→ **RECORDS FOR PROCESSING**:
=== Begin Enclosure ===
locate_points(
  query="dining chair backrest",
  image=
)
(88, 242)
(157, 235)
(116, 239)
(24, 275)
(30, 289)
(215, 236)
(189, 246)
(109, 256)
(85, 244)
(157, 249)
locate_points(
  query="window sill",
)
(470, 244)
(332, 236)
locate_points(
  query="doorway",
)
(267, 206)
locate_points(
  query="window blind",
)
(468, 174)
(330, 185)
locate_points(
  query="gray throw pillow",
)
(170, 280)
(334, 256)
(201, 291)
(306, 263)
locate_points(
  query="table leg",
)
=== End Enclosure ===
→ **GOAL OF THE EXERCISE**: Please repeat each entry. Keep every word the same.

→ **RESPONSE TO THE EXERCISE**:
locate_points(
  query="dining chair backrest",
  image=
)
(88, 242)
(157, 235)
(116, 239)
(24, 275)
(30, 289)
(215, 236)
(189, 246)
(109, 256)
(85, 244)
(157, 249)
locate_points(
  query="window sill",
)
(470, 244)
(332, 236)
locate_points(
  query="doorway",
)
(267, 206)
locate_points(
  query="window blind",
)
(468, 174)
(330, 185)
locate_points(
  query="gray throw pillow",
)
(170, 280)
(334, 256)
(201, 291)
(306, 263)
locate_points(
  query="table leg",
)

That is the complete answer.